Preferably the drive plate is formed with a non-circular drive hole that forms a part of the keyhole. The lock core unit further includes a rotation control member mounted on the latch actuator and registered with the drive hole. The rotation control member extends into and engages the drive plate in the drive hole to prohibit rotation of the drive plate, and is movable to disengage from the drive plate when the correct key is inserted into the keyhole so as to permit rotation of the drive plate with the correct key in order to drive rotation of the latch actuator. Preferably, the lock apparatus further comprises a padlock body that includes a padlock housing and a shackle member. The padlock housing is formed with a core chamber, and has a bottom portion formed with an opening for access into the core chamber. The lock core device is received in the core chamber. The padlock housing further has a top portion formed with two shackle holes. The shackle member has two insert ends that are inserted into the shackle holes, respectively.

Preferably, the padlock body further includes a latch unit disposed in the padlock housing and coupled to the latch actuator for engaging at least one of the insert ends of the shackle member.

Preferably, the padlock body further includes two seal rings, each of which is retained in a respective one of the shackle holes for establishing airtight contact with a respective one of the insert ends of the shackle member.

Other features and advantages of the present invention will become apparent in the following detailed description of the preferred embodiments with reference to the accompanying drawings, of which:

• Figure 1 is an exploded perspective view showing a lock core device and a key of the first preferred embodiment of a weather-resistant lock apparatus according to this invention;
• Figure 2 is an assembled sectional view of the lock core device of Figure 1;
• Figure 3 is a partly sectioned, exploded perspective view of the first preferred embodiment to illustrate a padlock body in an exploded state;
• Figure 4 is a partly sectioned perspective view of the first preferred embodiment, illustrating the lock core device when assembled to the padlock body;
• Figure 5 is an assembled sectional view of the first preferred embodiment, illustrating a shackle member of the padlock body in a locked state;
• Figure 6 is a fragmentary schematic sectional view of the lock core device of Figure 1, illustrating how rotation of a drive plate can be prohibited by a rotation control member;
• Figure 7 is a fragmentary schematic sectional view of the lock core device of Figure 1, illustrating how unlocking of the lock core device can be prohibited by the drive plate even when a key inserted therein can drive rotation of locking plates of the lock core device;
• Figure 8 is a fragmentary schematic sectional view of the lock core device of Figure 1, illustrating how unlocking of the lock core device is made possible using a key that can drive rotation of the locking plates and the drive plate;
• Figure 9 is an assembled sectional view of the first preferred embodiment, illustrating the shackle member in an unlocked state;
• Figure 10 is a partly sectioned, schematic view of the first preferred embodiment to illustrate airtight contact between the shackle member and two seal rings in the padlock housing of the padlock body;
• Figure 11 is partly cutaway schematic view of the first preferred embodiment, illustrating how water can be prevented from seeping between the lock core device and the padlock housing;
• Figure 12 is a fragmentary schematic sectional view of the lock core device of Figure 1, illustrating how jamming of the locking plates can be prevented by spacer plates; and
• Figure 13 is an assembled sectional view of another preferred embodiment of a weather-resistant lock apparatus according to this invention.

_To be done_
1) Answer these questions using the lock apparatus text:
(a) In what part of the padlock housing is the lock core device received?
(b) What does each of the two seal rings establish?
(c) Which figure shows how spacer plates prevent jamming of the locking plates?
2) Proceed with the lock apparatus text, starting after its final sentence.
The listing that comes next is from a different source than the lock apparatus text.

_Given information_
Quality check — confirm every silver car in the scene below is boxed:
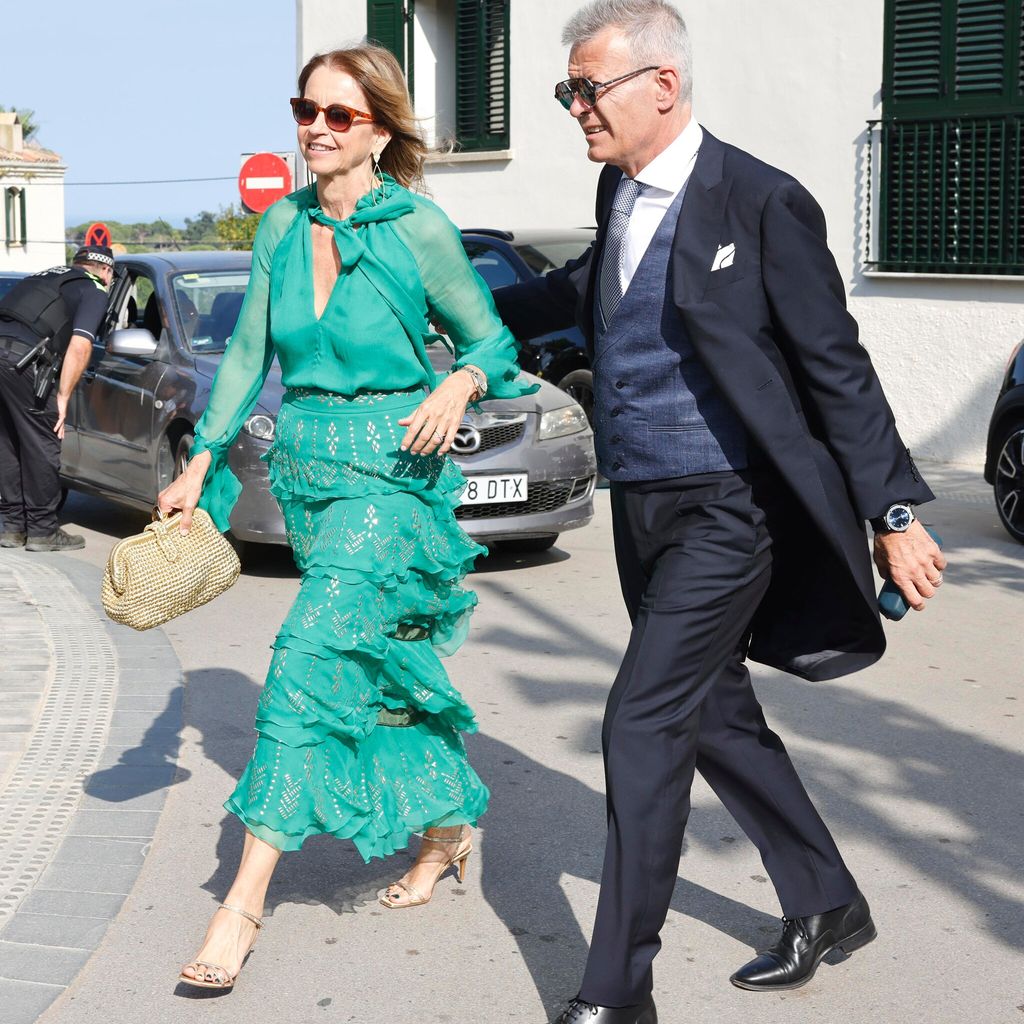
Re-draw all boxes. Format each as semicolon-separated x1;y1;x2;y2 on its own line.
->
61;252;597;551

_Expected results_
1)
(a) The core chamber.
(b) Airtight contact with a respective one of the insert ends of the shackle member.
(c) Figure 12.

2)
Before the present invention is described in greater detail, it should be noted that like elements are denoted by the same reference numerals throughout the disclosure.

Referring to Figures 1 to 4, the weather-resistant lock apparatus according to the present invention is shown to be embodied in a padlock that includes a lock core device 10, a padlock body 20 (see Figures 3 and 4), and a key 30 that can work on the lock core device 10 for locking and unlocking purposes. The key 30 has an actuating tip portion 31 at a foremost end, and a plurality of key bit portions 32 that are provided on a shank portion of the key 30 and that form different predetermined angles with the shank portion.

The lock core device 10 is of the type disclosed in, for example, U. S. Patent Nos. 5, 934, 121 and 6,185,966 , the entire disclosures of which are incorporated herein by reference. As shown in Figures 1 and 2, the lock core device 10 includes a lock shell 11 and a lock core unit. The lock core unit includes an inner shell 12, a drive plate 13, a plurality of locking plates 14, a plurality of annular spacer plates 15, a sealing member 16, a protective plate 17, a latch actuator 18, and a rotation control member 191.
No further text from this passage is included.